# Tips On How to make your Booth stand out at Festivals and Concerts/Effective Showcase



## forfeitclothing (Apr 25, 2007)

I Could not find a thread about this after searching, and I think it is a pretty good topic, so I figured I would start one since summer is coming up, and summer means festivals, and concerts.

I am going to be at warped tour 5 dates, And This is what i am up against
Over 100 bands That will all be selling merch

Bands have their own tent
Labels have their own tents
Other clothing lines have tents
Just about everyone has a tent at the warped tour!

What Suggestions do you all have about How to draw a crowd to my tent? Note: I cannot display entertainment of any sort. I can only make My tent intriguing(sp?) enough to catch peoples attention from a distance, and once they get to my tent, any Ideas on how to keep it, get a sale? I have been thinking about it, and figure you guys know better then anybody else. I need something that will attract all of the kids to give my tent a second glance becuase it stands out...

So.. Any tips on what Does work good, and what Does not work good?

Problem set —
• a. Decide whether each statement agrees with the booth thread, and quote the words that settle it: (i) The poster will attend the warped tour on 5 dates. (ii) The poster plans to put on some kind of entertainment at the tent. (iii) The poster found an earlier thread on this topic.
• b. Please update the contour labeling rows in the stretch from the start of the rows through the line containing "459 334 L 666", putting "contours" in place of "rings" and leaving everything else unchanged.
The forum thread above has no connection to the rows that come next.

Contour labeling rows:
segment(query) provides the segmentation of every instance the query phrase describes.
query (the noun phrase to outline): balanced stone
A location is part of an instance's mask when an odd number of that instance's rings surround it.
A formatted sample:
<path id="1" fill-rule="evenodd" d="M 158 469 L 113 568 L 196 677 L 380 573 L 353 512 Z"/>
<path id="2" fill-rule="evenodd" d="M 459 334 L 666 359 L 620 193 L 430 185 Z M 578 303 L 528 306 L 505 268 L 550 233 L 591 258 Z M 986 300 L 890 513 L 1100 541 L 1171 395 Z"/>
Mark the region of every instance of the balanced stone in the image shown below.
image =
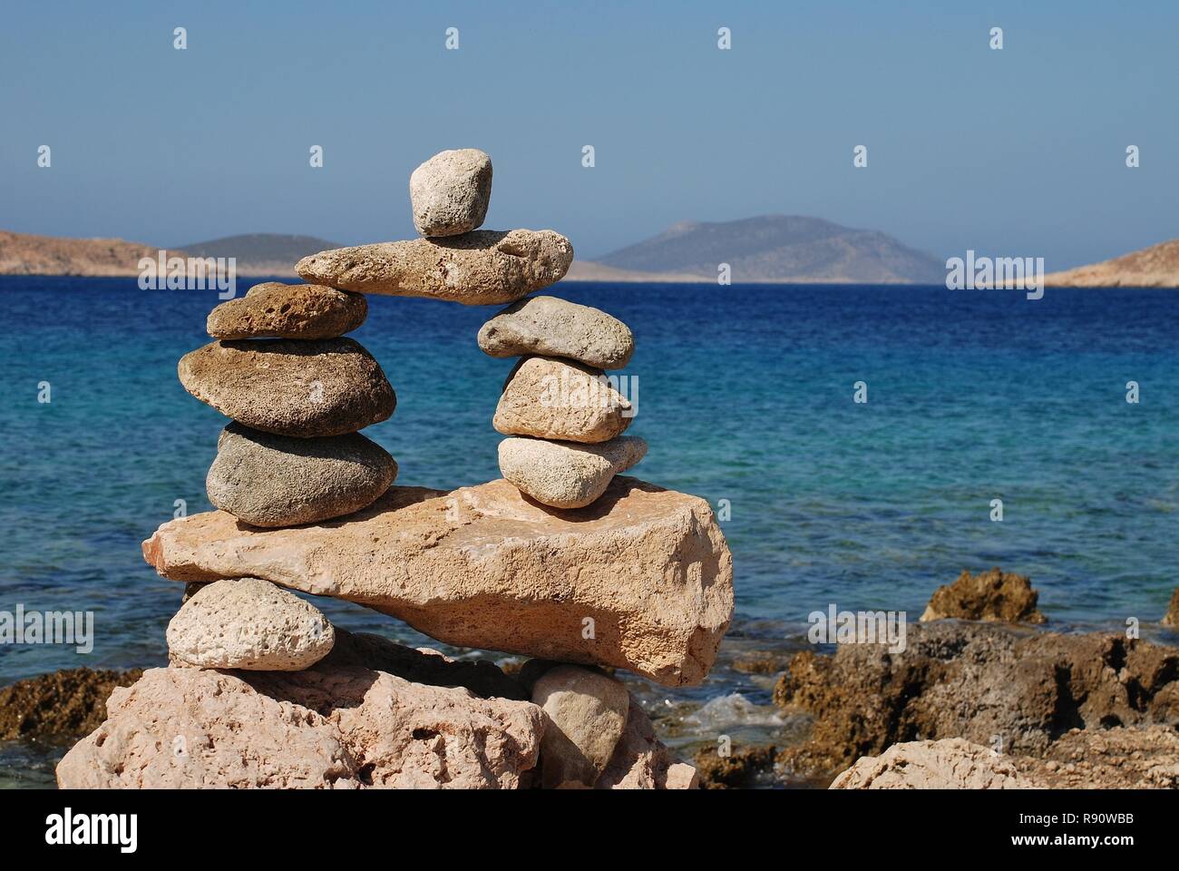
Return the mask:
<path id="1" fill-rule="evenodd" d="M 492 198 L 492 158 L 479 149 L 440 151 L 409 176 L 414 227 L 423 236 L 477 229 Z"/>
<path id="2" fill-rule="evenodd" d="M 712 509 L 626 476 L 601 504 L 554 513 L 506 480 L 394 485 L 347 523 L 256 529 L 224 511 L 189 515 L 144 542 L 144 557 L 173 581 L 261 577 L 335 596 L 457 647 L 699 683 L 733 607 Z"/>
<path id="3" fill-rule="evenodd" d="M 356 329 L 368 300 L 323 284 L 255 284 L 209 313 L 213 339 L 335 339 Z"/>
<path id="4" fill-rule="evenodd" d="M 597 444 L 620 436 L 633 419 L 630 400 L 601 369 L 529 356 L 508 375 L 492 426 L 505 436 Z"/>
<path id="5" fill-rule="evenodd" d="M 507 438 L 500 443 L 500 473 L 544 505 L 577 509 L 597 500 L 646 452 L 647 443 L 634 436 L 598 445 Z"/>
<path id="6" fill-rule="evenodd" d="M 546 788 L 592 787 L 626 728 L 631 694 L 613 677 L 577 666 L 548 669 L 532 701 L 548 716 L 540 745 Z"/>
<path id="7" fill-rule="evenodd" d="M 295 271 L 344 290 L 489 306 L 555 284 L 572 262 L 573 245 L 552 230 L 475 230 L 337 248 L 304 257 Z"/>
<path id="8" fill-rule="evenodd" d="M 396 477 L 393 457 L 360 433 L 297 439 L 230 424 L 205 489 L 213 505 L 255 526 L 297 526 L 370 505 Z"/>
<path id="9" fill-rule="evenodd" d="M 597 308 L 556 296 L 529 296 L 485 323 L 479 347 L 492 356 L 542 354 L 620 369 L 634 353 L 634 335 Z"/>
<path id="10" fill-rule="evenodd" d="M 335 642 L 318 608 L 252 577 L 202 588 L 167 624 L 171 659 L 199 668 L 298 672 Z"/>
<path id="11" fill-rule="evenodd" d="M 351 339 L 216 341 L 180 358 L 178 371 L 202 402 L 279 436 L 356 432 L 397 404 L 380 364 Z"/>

Final answers —
• a.
(i) Yes: "I am going to be at warped tour 5 dates"
(ii) No: "Note: I cannot display entertainment of any sort."
(iii) No: "I Could not find a thread about this after searching"

• b.
segment(query) provides the segmentation of every instance the query phrase describes.
query (the noun phrase to outline): balanced stone
A location is part of an instance's mask when an odd number of that instance's contours surround it.
A formatted sample:
<path id="1" fill-rule="evenodd" d="M 158 469 L 113 568 L 196 677 L 380 573 L 353 512 Z"/>
<path id="2" fill-rule="evenodd" d="M 459 334 L 666 359 L 620 193 L 430 185 Z M 578 303 L 528 306 L 505 268 L 550 233 L 591 258 Z M 986 300 L 890 513 L 1100 541 L 1171 395 Z"/>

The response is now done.